Problem description
Print only the line with "Mark every instance of the fence post" and the lines after it, ending with the last line of the material, each exactly as it stands.

* * * *

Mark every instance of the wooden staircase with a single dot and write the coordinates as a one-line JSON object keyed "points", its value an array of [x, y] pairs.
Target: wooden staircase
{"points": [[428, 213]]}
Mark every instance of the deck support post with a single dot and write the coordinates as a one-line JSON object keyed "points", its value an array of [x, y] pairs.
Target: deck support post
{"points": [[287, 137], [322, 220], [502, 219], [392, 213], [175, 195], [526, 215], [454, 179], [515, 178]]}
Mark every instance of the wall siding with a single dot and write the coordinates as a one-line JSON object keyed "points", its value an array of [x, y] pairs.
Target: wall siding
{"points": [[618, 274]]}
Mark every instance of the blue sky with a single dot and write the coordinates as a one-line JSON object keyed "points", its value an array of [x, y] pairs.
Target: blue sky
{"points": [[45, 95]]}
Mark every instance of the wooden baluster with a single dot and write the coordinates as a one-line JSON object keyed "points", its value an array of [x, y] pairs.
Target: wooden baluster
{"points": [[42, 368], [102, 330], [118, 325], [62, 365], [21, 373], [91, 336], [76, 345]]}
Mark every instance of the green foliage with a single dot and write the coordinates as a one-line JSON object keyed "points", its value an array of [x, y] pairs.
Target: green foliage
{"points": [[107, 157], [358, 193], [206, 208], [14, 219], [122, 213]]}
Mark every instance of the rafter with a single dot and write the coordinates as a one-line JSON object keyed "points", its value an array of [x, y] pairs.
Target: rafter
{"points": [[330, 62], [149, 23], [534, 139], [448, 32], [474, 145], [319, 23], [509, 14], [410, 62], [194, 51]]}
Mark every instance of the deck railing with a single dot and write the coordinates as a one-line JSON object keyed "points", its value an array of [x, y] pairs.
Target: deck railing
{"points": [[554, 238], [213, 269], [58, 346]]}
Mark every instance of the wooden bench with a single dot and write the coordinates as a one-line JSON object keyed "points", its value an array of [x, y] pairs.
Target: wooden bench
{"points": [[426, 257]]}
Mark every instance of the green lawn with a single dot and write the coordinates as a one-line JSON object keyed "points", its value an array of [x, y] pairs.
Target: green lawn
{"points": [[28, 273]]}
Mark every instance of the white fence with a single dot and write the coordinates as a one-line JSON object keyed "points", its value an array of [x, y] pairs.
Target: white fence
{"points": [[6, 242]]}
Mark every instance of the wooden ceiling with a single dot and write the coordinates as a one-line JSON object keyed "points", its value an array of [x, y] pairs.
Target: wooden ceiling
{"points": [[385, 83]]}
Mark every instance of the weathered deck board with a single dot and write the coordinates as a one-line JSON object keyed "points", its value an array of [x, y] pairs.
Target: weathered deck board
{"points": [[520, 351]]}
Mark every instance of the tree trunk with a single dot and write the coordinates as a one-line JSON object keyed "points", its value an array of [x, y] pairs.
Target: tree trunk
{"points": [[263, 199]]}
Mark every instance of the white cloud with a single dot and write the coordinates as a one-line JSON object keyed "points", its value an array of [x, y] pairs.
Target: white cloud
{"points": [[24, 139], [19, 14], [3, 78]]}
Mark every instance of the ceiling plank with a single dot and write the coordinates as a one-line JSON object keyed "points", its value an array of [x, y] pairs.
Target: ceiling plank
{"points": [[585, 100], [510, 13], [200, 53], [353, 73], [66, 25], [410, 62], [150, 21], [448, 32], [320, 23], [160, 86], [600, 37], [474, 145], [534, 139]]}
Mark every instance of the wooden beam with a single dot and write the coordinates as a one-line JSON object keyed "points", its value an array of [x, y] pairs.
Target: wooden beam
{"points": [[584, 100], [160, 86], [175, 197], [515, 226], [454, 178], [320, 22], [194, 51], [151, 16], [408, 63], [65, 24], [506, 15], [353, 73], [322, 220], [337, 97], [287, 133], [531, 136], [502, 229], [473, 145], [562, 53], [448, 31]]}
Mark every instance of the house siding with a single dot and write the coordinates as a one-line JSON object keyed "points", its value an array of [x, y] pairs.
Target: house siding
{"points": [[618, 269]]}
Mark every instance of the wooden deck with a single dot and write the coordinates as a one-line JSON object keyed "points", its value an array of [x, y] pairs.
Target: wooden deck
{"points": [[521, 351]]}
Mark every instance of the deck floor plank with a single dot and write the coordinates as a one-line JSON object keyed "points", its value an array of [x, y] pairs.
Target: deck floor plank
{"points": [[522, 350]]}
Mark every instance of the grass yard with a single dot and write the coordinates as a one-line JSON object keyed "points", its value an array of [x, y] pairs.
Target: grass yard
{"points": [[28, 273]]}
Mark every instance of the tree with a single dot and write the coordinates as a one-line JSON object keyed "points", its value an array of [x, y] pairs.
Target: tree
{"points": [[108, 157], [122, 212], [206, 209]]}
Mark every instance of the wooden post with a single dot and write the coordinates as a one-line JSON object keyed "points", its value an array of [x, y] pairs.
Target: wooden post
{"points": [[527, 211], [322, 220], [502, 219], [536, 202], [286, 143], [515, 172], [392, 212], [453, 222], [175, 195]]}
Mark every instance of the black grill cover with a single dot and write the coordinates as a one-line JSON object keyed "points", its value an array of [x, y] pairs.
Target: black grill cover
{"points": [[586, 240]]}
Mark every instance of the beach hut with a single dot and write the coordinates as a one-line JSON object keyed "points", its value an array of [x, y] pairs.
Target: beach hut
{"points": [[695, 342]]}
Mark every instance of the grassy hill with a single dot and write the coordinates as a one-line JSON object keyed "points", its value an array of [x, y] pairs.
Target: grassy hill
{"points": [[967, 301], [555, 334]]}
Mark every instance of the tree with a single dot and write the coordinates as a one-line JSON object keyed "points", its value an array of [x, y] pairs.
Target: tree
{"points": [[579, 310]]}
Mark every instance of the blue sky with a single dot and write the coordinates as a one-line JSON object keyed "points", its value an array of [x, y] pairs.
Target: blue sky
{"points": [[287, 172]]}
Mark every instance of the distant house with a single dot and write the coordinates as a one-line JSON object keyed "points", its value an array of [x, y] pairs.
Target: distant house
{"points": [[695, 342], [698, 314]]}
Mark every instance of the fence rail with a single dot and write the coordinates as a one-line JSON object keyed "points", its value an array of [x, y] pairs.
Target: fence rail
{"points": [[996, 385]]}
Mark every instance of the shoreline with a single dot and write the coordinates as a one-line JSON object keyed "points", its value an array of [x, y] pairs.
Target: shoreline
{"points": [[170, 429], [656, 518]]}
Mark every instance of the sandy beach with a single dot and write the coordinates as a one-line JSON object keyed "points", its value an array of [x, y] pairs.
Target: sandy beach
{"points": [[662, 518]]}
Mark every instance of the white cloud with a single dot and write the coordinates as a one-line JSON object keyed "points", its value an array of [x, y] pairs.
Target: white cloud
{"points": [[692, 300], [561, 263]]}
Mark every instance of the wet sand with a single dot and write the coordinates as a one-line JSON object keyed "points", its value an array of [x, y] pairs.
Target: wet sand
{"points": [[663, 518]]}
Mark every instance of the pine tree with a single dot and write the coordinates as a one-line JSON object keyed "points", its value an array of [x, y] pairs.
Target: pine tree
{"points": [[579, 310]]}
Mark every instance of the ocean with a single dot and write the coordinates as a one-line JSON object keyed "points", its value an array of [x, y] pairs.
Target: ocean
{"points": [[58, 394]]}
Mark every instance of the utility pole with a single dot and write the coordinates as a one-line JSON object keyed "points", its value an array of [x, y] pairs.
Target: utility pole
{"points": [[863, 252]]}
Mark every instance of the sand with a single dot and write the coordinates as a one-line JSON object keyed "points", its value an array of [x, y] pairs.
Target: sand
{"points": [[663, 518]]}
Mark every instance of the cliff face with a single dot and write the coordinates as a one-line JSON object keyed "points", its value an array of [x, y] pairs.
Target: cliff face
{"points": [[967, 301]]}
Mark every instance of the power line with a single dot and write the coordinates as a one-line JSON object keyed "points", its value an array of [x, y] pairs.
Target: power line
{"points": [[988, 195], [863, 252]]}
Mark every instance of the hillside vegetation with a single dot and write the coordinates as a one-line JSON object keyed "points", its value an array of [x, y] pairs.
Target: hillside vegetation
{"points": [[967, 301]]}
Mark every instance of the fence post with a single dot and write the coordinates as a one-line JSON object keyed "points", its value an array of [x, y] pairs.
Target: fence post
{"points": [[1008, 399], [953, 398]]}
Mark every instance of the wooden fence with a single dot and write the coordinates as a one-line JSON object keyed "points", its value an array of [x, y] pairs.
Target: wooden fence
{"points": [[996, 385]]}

* * * *

Result of the exercise
Mark every instance of the fence post with a single dot and write the coordinates as a one-line JSON object keyed "points", its value an array of [x, y] pairs.
Target: fence post
{"points": [[1008, 399], [953, 398]]}
Mark every instance of the wooden fence with a single dot and write the coordinates as a one-line JSON object keyed "points", its value an array of [x, y] pairs.
Target: wooden fence
{"points": [[996, 385]]}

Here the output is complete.